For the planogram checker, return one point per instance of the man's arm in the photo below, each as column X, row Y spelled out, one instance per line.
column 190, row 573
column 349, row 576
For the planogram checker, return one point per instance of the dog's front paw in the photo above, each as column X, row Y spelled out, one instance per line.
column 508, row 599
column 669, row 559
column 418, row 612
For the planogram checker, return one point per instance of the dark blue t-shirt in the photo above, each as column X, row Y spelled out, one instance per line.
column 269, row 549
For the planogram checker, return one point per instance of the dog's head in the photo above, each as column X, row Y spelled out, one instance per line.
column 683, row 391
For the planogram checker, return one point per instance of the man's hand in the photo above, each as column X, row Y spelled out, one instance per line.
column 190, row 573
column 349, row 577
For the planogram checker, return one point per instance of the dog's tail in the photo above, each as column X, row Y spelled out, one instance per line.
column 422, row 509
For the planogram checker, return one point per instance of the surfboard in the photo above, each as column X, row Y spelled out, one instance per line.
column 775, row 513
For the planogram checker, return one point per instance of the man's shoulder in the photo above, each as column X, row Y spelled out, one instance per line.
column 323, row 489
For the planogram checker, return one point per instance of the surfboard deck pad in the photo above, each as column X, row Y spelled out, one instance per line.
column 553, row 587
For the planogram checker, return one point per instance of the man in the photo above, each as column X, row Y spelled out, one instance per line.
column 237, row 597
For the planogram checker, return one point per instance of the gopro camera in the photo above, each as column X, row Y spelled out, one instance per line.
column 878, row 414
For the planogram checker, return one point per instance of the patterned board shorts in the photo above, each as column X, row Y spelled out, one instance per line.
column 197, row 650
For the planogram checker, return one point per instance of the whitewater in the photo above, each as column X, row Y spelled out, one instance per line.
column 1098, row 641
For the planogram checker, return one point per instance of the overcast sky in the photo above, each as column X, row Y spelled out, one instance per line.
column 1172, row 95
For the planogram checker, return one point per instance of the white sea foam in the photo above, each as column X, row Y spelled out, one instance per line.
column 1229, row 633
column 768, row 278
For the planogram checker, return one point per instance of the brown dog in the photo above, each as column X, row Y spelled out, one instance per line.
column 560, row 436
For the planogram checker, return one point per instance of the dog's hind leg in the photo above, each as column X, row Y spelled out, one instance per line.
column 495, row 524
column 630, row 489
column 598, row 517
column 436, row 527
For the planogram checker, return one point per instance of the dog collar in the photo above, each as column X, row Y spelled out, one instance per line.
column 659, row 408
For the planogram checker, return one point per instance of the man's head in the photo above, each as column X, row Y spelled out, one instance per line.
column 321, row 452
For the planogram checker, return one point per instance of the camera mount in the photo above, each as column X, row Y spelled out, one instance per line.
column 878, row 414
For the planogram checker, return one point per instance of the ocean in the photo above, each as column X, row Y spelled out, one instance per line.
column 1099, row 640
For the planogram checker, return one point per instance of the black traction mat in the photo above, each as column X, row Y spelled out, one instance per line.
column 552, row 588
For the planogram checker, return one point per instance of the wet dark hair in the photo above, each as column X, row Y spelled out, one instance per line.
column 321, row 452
########
• **Work order**:
Without changing a single word, reproduce the entries above.

• **Output of the task**:
For the planogram checker, return one point per instance of the man's arm in the photo below, each as column X, row Y spelled out, one instance per line.
column 190, row 573
column 349, row 576
For the planogram checker, return one point per instance of the dog's front paw in the photo above, each as column X, row Y spelled out, one instance per line.
column 508, row 599
column 669, row 559
column 418, row 612
For the planogram checker, return one point per instance of the dark blue t-shirt in the photo above, each as column X, row Y spelled out, one instance per line.
column 269, row 549
For the planogram checker, return one point per instance of the dog's head in the photo above, each as column X, row Y spelled out, one instance per line.
column 683, row 391
For the planogram checker, return one point per instance of the man's hand in the photo above, each as column X, row Y spelled out, one instance per line.
column 190, row 573
column 349, row 577
For the planogram checker, return one point per instance of the dog's tail in the photo above, each as column X, row Y spelled out, one instance per line.
column 422, row 509
For the planogram checker, return one point per instance of the surfboard in the photo above, each as column X, row Y spelled out, one instance per line.
column 775, row 513
For the planogram checker, return one point per instance of the man's shoulder in the photo above, each as column X, row Y spelled out, one instance per line.
column 323, row 489
For the planogram checker, return one point per instance of the surfboard deck pad in the photo above, each as column X, row Y spelled out, one instance per line.
column 553, row 587
For the planogram checker, return one point per instance of the man in the photo above, each as column X, row Y spelled out, one instance per line.
column 237, row 597
For the planogram checker, return one point per instance of the gopro camera in the photo above, each as column X, row Y spelled out, one instance per line.
column 878, row 414
For the planogram checker, return one point per instance of the patterned board shorts in the photo above, each as column X, row Y spelled out, one instance per line.
column 197, row 650
For the planogram checker, return one point per instance of the whitewater in the photo above, each as column X, row Y spelled out, one instance per line.
column 1098, row 641
For the planogram checker, return one point per instance of the overcast sky in the photo above, each as column X, row Y spelled out, one instance per line.
column 1172, row 95
For the planogram checker, return one point per instance of the white sea foam in the photo above, each as column X, row Y spelled out, one instance per line.
column 1229, row 633
column 768, row 278
For the planogram checker, return one point per instance of the brown dog in the photo above, each as column X, row Y spelled out, one instance per line.
column 560, row 436
For the planogram checker, return one point per instance of the dog's hind leg in the photo above, each as column X, row Y spelled out, one instance per line.
column 495, row 524
column 630, row 489
column 598, row 517
column 436, row 527
For the planogram checker, return one point per instance of the dog collar in the photo above, each as column X, row Y spelled out, one instance per line.
column 659, row 408
For the planogram checker, return one point per instance of the man's head in the photo above, each as column X, row Y spelled out, one instance per line.
column 321, row 452
For the planogram checker, return one point per instance of the camera mount in the photo above, each as column X, row Y spelled out, one instance per line.
column 878, row 414
For the planogram checker, return one point per instance of the ocean in the photo above, each as column X, row Y spelled out, one instance per line.
column 1099, row 640
For the planogram checker, return one point per instance of the black traction mat in the photo above, each as column X, row Y spelled out, one instance per line.
column 552, row 588
For the planogram checker, return one point per instance of the wet dark hair in the photo above, each as column X, row Y spelled out, one instance per line.
column 321, row 452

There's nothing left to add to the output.